A lot of people still pile in and start writing code instead of planning it.
If you fail to plan, you plan to fail.
True.
Although, I do tend to write code before I finalize a plan: I create separate test cases to check the key parts and algorithms of the core logic, to make sure the plan I'm planning on is on a solid ground. I usually learn a lot about it in the progress, and end up rewriting the part anyway in the actual project, so one could consider it wasted effort, but I don't mind: understanding the key parts of the algorithm is worth the time and effort spent to me.
Example:
In certain types of molecular dynamic simulations, temperature control is implemented by simply scaling particle velocities. This works well for bulk, but for small independent clusters, the initial random velocities do not cancel out perfectly, and the temperature control just makes them rotate faster. In some cases this is okay, in others it is unwanted. So, one solution is to determine the particles that form such clusters, and dampen their rotation.
How exactly do you determine which atoms are part of a cluster, when you have some kind of gas permeating the simulation volume? You might use rules of thumb, but they'll likely fail. If the simulation is about growing clusters in a very low density hot gas (a very common real life case), atoms are constantly aggregating into the cluster. In fact, you don't even know how many clusters you have in the simulation. Asking the human to select the atoms in the cluster is not viable, since simulations tend to be run on HPC clusters in queues, not interactively.
It turns out there is a trivial solution that costs very little. It is based on the
disjoint-set data structure. Basically, before each time step, you initialize the disjoint set (with an unique integer for each atom, basically numbering them). Then, when you calculate pairwise interactions –– these simulations almost always use classical potential models, not quantum mechanical ones –– you merge any sets that are within a cut-off distance, approximating covalent and ionic bonds. (You can do a more precise rule, based on potential energies and the force between the pair of atoms, but it turns out to not be necessary for this.)
At the end of the time step, you flatten the disjoint set paths, and you end up with a cluster identifier for each individual atom.

Problem to solve
Reproduce word for word the passage from the thread about planning before coding that opens with the words containing "How exactly do" and closes with "queues, not interactively.".

Extracted material

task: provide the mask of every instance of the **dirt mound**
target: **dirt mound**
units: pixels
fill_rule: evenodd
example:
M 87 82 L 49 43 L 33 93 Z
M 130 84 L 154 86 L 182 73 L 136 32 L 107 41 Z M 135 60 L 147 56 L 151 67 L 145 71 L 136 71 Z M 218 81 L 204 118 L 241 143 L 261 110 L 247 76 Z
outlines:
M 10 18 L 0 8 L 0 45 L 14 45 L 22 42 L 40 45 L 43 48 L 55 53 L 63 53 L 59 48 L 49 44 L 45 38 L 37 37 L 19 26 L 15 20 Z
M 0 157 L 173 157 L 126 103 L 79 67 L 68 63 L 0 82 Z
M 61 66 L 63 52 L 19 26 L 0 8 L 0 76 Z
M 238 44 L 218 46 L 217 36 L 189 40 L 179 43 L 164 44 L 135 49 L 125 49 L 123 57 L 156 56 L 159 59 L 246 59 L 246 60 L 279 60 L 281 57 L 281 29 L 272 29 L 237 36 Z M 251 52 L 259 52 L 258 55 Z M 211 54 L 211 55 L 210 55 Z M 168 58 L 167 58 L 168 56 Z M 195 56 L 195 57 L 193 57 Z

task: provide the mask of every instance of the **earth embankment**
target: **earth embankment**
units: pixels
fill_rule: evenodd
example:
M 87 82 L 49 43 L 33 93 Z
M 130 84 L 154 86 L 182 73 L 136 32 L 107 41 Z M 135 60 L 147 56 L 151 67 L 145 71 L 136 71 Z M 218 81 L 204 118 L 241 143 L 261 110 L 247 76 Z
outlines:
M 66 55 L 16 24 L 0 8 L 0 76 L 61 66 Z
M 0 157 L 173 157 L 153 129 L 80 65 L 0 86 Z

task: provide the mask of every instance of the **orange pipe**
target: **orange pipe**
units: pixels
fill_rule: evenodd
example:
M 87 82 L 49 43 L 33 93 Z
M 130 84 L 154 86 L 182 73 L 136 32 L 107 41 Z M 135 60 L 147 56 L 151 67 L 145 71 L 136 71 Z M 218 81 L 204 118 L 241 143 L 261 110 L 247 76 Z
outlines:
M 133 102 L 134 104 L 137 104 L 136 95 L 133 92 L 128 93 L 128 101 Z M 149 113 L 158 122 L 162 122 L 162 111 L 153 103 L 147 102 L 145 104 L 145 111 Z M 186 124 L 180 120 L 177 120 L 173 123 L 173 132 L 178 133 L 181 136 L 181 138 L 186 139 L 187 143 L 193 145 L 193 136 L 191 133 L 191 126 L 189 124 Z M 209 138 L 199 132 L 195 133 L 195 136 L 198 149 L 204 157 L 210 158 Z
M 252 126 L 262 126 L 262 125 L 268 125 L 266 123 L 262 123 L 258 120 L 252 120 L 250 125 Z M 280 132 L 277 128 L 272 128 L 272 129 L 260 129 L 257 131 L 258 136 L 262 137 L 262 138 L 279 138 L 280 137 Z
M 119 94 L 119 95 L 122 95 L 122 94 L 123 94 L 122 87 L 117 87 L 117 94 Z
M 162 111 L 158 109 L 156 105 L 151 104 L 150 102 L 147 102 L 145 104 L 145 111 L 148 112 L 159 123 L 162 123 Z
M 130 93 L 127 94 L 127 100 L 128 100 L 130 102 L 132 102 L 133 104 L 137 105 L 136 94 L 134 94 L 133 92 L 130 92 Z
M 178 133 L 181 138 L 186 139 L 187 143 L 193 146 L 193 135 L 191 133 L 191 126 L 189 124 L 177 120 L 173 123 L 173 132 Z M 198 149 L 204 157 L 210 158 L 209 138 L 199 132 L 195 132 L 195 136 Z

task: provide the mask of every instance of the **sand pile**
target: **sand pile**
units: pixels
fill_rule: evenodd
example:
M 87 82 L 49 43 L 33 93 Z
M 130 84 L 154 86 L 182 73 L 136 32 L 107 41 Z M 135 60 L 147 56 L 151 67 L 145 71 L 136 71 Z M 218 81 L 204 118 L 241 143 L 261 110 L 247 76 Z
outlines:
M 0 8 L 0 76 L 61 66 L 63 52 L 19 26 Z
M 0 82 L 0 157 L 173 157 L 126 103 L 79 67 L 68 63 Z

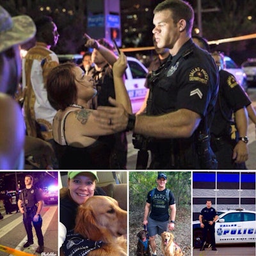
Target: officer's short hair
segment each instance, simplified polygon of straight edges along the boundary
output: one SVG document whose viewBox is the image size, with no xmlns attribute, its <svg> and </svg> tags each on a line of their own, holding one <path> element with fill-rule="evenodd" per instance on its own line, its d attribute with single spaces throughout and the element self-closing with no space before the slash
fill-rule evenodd
<svg viewBox="0 0 256 256">
<path fill-rule="evenodd" d="M 29 174 L 27 174 L 27 175 L 25 176 L 25 178 L 26 178 L 26 177 L 30 177 L 30 179 L 32 180 L 32 182 L 34 181 L 34 178 L 33 177 L 33 176 L 29 175 Z"/>
</svg>

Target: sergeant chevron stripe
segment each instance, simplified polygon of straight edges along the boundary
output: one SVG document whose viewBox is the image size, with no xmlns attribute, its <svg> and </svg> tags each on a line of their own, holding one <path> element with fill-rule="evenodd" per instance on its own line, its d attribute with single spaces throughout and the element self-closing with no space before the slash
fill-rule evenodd
<svg viewBox="0 0 256 256">
<path fill-rule="evenodd" d="M 199 98 L 202 99 L 203 97 L 203 93 L 201 92 L 200 89 L 197 88 L 195 90 L 193 90 L 193 91 L 190 92 L 190 96 L 193 96 L 197 94 L 199 97 Z"/>
</svg>

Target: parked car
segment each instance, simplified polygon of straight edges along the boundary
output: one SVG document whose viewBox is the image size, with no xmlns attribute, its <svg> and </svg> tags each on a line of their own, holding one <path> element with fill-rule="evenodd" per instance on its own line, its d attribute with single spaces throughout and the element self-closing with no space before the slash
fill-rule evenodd
<svg viewBox="0 0 256 256">
<path fill-rule="evenodd" d="M 60 63 L 72 61 L 80 65 L 83 56 L 81 54 L 58 55 Z M 125 87 L 132 102 L 133 112 L 135 112 L 136 101 L 142 101 L 147 93 L 147 89 L 144 86 L 147 68 L 139 60 L 133 57 L 127 56 L 128 67 L 125 70 Z M 136 109 L 138 110 L 138 109 Z"/>
<path fill-rule="evenodd" d="M 56 186 L 50 186 L 44 189 L 44 202 L 45 204 L 58 203 L 58 196 L 59 190 Z"/>
<path fill-rule="evenodd" d="M 246 74 L 244 71 L 231 58 L 225 56 L 224 60 L 226 62 L 226 68 L 225 70 L 232 74 L 236 77 L 237 82 L 243 87 L 244 91 L 246 91 L 248 84 Z"/>
<path fill-rule="evenodd" d="M 219 219 L 215 223 L 216 244 L 255 243 L 255 211 L 244 209 L 223 210 L 218 212 Z M 202 246 L 202 228 L 199 221 L 193 221 L 193 246 Z M 207 243 L 210 243 L 207 237 Z"/>
<path fill-rule="evenodd" d="M 242 68 L 246 74 L 248 86 L 256 83 L 256 59 L 248 59 L 241 65 Z"/>
</svg>

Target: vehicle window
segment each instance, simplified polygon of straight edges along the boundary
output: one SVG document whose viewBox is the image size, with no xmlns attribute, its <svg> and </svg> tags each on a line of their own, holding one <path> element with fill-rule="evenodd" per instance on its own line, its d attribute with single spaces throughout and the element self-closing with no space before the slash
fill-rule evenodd
<svg viewBox="0 0 256 256">
<path fill-rule="evenodd" d="M 241 212 L 228 213 L 221 218 L 225 220 L 225 222 L 241 221 Z"/>
<path fill-rule="evenodd" d="M 239 68 L 239 67 L 232 60 L 226 60 L 227 68 Z"/>
<path fill-rule="evenodd" d="M 244 221 L 252 221 L 255 220 L 255 214 L 251 212 L 244 212 Z"/>
<path fill-rule="evenodd" d="M 256 62 L 246 62 L 243 65 L 244 67 L 255 67 L 256 66 Z"/>
<path fill-rule="evenodd" d="M 135 61 L 128 61 L 130 67 L 131 72 L 132 73 L 132 78 L 145 78 L 147 72 L 144 69 Z"/>
</svg>

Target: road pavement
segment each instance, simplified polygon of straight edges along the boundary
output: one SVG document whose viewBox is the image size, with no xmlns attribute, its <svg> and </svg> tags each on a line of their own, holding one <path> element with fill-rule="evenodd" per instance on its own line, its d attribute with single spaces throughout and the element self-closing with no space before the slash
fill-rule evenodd
<svg viewBox="0 0 256 256">
<path fill-rule="evenodd" d="M 0 220 L 0 244 L 39 255 L 39 253 L 35 253 L 38 243 L 33 228 L 34 244 L 28 248 L 23 248 L 23 244 L 27 241 L 27 234 L 23 225 L 22 214 L 20 212 L 15 213 L 14 211 L 12 214 L 6 215 L 3 206 L 0 208 L 0 212 L 4 216 L 4 218 Z M 44 252 L 45 255 L 57 256 L 58 206 L 45 205 L 41 215 L 43 219 L 42 230 L 44 239 Z M 6 253 L 0 251 L 0 256 L 7 255 Z"/>
</svg>

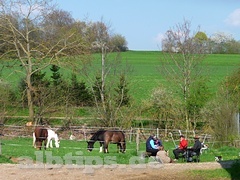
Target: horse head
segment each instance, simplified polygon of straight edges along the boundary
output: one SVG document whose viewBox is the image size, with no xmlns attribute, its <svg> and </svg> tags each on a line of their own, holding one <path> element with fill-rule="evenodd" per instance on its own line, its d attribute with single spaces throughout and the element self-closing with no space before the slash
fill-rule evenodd
<svg viewBox="0 0 240 180">
<path fill-rule="evenodd" d="M 88 143 L 87 150 L 88 152 L 91 152 L 94 148 L 93 147 L 94 142 L 90 140 L 90 141 L 87 141 L 87 143 Z"/>
</svg>

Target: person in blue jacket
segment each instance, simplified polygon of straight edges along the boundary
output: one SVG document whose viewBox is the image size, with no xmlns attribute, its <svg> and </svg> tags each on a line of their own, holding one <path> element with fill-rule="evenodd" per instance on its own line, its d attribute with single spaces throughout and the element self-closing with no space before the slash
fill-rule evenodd
<svg viewBox="0 0 240 180">
<path fill-rule="evenodd" d="M 157 137 L 155 135 L 150 135 L 146 141 L 146 152 L 151 153 L 150 156 L 156 156 L 161 146 L 155 145 Z"/>
</svg>

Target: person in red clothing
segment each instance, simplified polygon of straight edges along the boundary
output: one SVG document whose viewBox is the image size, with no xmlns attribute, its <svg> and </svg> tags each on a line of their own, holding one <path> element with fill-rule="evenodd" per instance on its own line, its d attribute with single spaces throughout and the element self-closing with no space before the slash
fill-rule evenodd
<svg viewBox="0 0 240 180">
<path fill-rule="evenodd" d="M 175 161 L 178 160 L 179 154 L 183 154 L 188 146 L 188 141 L 185 139 L 184 135 L 180 135 L 180 143 L 179 146 L 173 150 L 173 154 L 175 156 Z"/>
</svg>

Exercise response
How exactly do you determine which atoms are part of a cluster, when you have some kind of gas permeating the simulation volume? You might use rules of thumb, but they'll likely fail. If the simulation is about growing clusters in a very low density hot gas (a very common real life case), atoms are constantly aggregating into the cluster. In fact, you don't even know how many clusters you have in the simulation. Asking the human to select the atoms in the cluster is not viable, since simulations tend to be run on HPC clusters in queues, not interactively.